Once the usual scientific rationalizations are dispensed with, we are left with the following: linguistics provides the most expedient trade-off between “empirical” research and “scientific” results. In other words, a small empirical study is presumed to generate robust recommendations for a “scientific orthography.” From a list of 500–1,000 words one can extract sets of minimal pairs, cook up some simple tabulations, and unambiguous findings for the writing system. The other disciplines do not provide such off-the-shelf technology for the orthographer. For example, conducting a series of reading and writing experiments with several candidate orthographies is more time consuming, the analysis is more difficult, and the study often raises more questions than it answers. Similar points can be made in connection with other research methodologies, whether sociolinguistic, or ethnographic, or pedagogical, or developmental, etc (see §9 for a more complete list). 

The hardened linguist – according to this crude caricature – does not want to be held up with conclusions that are hedged around with caveats, but just wants to get on with applying the practical method. The solution “handed down” to literacy workers may be somewhat idealized, but they will be able to work out the details as part of implementing a “practical orthography.” Sometimes, things work out pretty much according to plan. Too often, however, the implementation process runs aground, and the reason is often closely tied to identity. Professional linguists point to their “scientific evidence” and get frustrated that the other parties to the decision-making process do not fully appreciate the merit of their research. This may lead in turn to conflict and to entrenched positions. Paradoxically, as selfappointed professional orthographer, the linguist may have to face the possibility that his or her own identity has got in the way. The present reviews the history of orthography in Cameroon, paying special attention to the marking of tone. The relationship between orthography and colonial, national, local and individual identity is explored.

- **Problem to solve**
Answer these questions from the passage on orthography.
(a) What size of word list does the passage say one can extract minimal pairs from?
(b) The history of orthography in which country is reviewed?
(c) What feature of orthography gets special attention in that review?

[Image boundary annotation data]
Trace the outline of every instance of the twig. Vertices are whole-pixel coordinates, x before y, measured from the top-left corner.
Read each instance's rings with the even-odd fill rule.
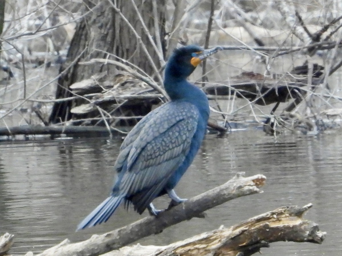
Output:
[[[209,45],[209,40],[210,39],[210,34],[211,32],[211,27],[212,26],[213,16],[214,15],[214,11],[215,11],[215,2],[216,0],[211,0],[210,3],[210,14],[209,16],[209,19],[208,20],[208,26],[207,28],[207,33],[206,34],[206,41],[204,43],[204,48],[208,49]],[[205,59],[202,61],[202,81],[206,82],[208,80],[208,78],[205,75],[207,72],[207,59]]]
[[[132,74],[137,78],[141,80],[142,81],[145,82],[152,88],[157,90],[157,91],[160,93],[165,97],[167,97],[166,93],[158,84],[156,84],[154,81],[150,81],[146,77],[142,75],[135,70],[131,68],[127,65],[121,63],[119,61],[113,60],[106,59],[105,59],[94,58],[88,61],[81,61],[78,63],[79,65],[89,65],[90,64],[93,64],[94,63],[104,63],[105,64],[109,64],[112,65],[115,65],[118,66],[120,68],[124,69],[126,71],[130,74]]]
[[[139,20],[140,21],[140,23],[141,23],[141,25],[143,26],[143,28],[144,28],[144,30],[145,31],[145,34],[147,35],[147,37],[148,38],[148,40],[149,41],[150,43],[152,45],[152,46],[153,47],[155,51],[157,53],[157,55],[158,55],[158,57],[159,58],[159,61],[160,64],[160,66],[162,66],[165,65],[165,61],[164,60],[164,56],[163,56],[163,52],[162,51],[159,51],[158,47],[157,47],[157,45],[156,45],[156,44],[154,43],[154,41],[153,40],[153,39],[152,38],[152,37],[151,36],[151,34],[150,33],[149,31],[148,31],[148,29],[146,27],[146,25],[145,25],[145,23],[144,21],[144,19],[143,17],[141,17],[141,15],[140,14],[140,13],[139,11],[139,10],[138,10],[138,7],[136,6],[136,4],[135,4],[135,2],[134,1],[134,0],[131,0],[131,2],[132,3],[132,5],[134,8],[134,9],[135,10],[135,13],[138,16],[138,18],[139,18]],[[157,17],[155,16],[154,18],[154,20],[155,23],[155,30],[157,28],[157,27],[155,26],[156,24],[156,23],[158,24],[158,19],[157,18]],[[156,33],[158,33],[159,34],[159,31],[156,31]],[[159,40],[160,40],[160,37],[159,37]],[[160,41],[159,41],[160,42]],[[161,46],[161,45],[160,45]],[[161,48],[160,49],[161,50]]]
[[[83,49],[83,51],[82,51],[82,52],[76,58],[75,58],[75,59],[74,59],[74,60],[73,60],[71,62],[71,63],[70,63],[70,64],[69,65],[69,66],[68,66],[68,67],[67,67],[65,68],[65,69],[64,69],[62,72],[61,72],[58,75],[57,75],[53,79],[52,79],[51,81],[49,81],[49,82],[47,83],[46,83],[45,84],[44,84],[40,88],[39,88],[38,89],[36,90],[35,91],[34,91],[33,93],[31,93],[31,94],[30,94],[27,97],[27,98],[26,98],[26,99],[24,99],[24,100],[23,100],[20,103],[19,103],[19,104],[18,104],[17,105],[15,106],[14,106],[13,108],[12,109],[11,109],[10,110],[9,110],[9,111],[7,111],[7,112],[6,112],[5,114],[4,114],[3,115],[2,115],[1,116],[0,116],[0,119],[2,119],[2,118],[3,118],[5,116],[6,116],[8,115],[9,114],[11,114],[11,113],[12,112],[13,112],[16,109],[17,109],[18,108],[19,108],[19,106],[21,106],[22,105],[23,105],[24,103],[25,103],[25,102],[26,102],[26,101],[27,101],[27,100],[29,99],[33,95],[35,95],[37,93],[38,93],[40,90],[41,90],[43,88],[44,88],[45,86],[47,86],[48,85],[49,85],[51,83],[52,83],[52,82],[53,82],[55,80],[57,80],[57,79],[58,79],[59,78],[59,77],[61,75],[62,75],[63,74],[65,73],[66,72],[66,71],[67,71],[70,68],[71,66],[72,66],[74,65],[74,64],[75,64],[76,62],[77,62],[77,61],[78,61],[78,58],[81,56],[82,56],[82,55],[84,53],[84,52],[85,51],[85,50],[86,50],[86,48],[85,48],[84,49]]]
[[[154,70],[155,73],[156,74],[156,75],[158,78],[158,80],[159,80],[160,84],[162,84],[163,83],[163,79],[160,75],[160,74],[159,74],[158,71],[158,69],[157,68],[156,66],[156,65],[154,63],[154,61],[153,61],[153,60],[152,59],[150,55],[149,54],[149,53],[148,52],[148,51],[146,48],[146,46],[143,42],[142,40],[141,39],[141,37],[138,34],[138,33],[132,26],[132,24],[131,24],[127,18],[122,14],[121,11],[120,11],[120,9],[117,7],[116,5],[112,1],[110,0],[108,0],[108,1],[109,4],[112,6],[112,7],[113,7],[115,11],[119,14],[121,18],[124,21],[124,22],[127,24],[127,26],[128,26],[128,27],[130,28],[130,29],[131,30],[132,32],[133,32],[133,33],[134,34],[138,42],[139,42],[140,44],[142,47],[143,49],[144,50],[144,52],[145,52],[145,54],[146,54],[147,58],[148,59],[148,60],[149,61],[150,63],[151,64],[151,66]]]

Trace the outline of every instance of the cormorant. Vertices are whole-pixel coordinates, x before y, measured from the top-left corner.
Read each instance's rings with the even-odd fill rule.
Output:
[[[165,70],[164,85],[170,101],[150,112],[125,138],[114,168],[116,179],[110,196],[79,224],[77,230],[105,222],[122,201],[141,214],[160,211],[152,203],[167,194],[176,203],[173,190],[202,143],[209,117],[208,100],[187,78],[218,46],[205,50],[195,45],[175,50]]]

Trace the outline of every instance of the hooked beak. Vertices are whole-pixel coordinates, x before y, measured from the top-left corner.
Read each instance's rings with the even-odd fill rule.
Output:
[[[219,51],[223,50],[223,48],[221,46],[217,46],[216,47],[205,50],[199,55],[196,57],[194,57],[191,59],[190,62],[192,65],[194,67],[197,67],[201,63],[201,61],[207,57],[210,56],[214,53],[216,53]]]

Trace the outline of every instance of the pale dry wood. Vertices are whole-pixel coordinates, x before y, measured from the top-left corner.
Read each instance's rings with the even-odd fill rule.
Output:
[[[257,174],[248,177],[237,175],[220,186],[195,196],[161,213],[158,217],[147,217],[135,223],[101,235],[93,235],[82,242],[70,243],[67,239],[38,256],[98,255],[157,233],[164,229],[198,216],[203,212],[227,201],[262,192],[260,187],[266,177]]]
[[[229,228],[223,226],[166,246],[139,244],[123,247],[102,256],[166,256],[181,255],[251,255],[269,243],[280,241],[320,244],[326,232],[302,216],[312,207],[284,207],[247,220]]]
[[[8,233],[0,237],[0,255],[5,255],[13,244],[13,235]]]

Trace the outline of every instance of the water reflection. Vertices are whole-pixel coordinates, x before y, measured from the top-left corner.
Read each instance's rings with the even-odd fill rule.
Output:
[[[323,244],[278,243],[263,249],[264,255],[340,255],[341,140],[339,134],[276,140],[258,131],[208,136],[176,188],[180,196],[197,195],[241,171],[266,175],[264,193],[228,202],[208,211],[204,219],[183,222],[139,242],[165,244],[284,205],[312,202],[307,217],[328,231]],[[11,252],[40,251],[66,238],[79,241],[141,217],[120,208],[106,224],[75,232],[108,195],[121,143],[101,138],[0,144],[0,232],[15,235]],[[168,201],[159,198],[156,204],[165,207]]]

- **Full output**
(a) A list of 500–1,000 words.
(b) Cameroon.
(c) The marking of tone.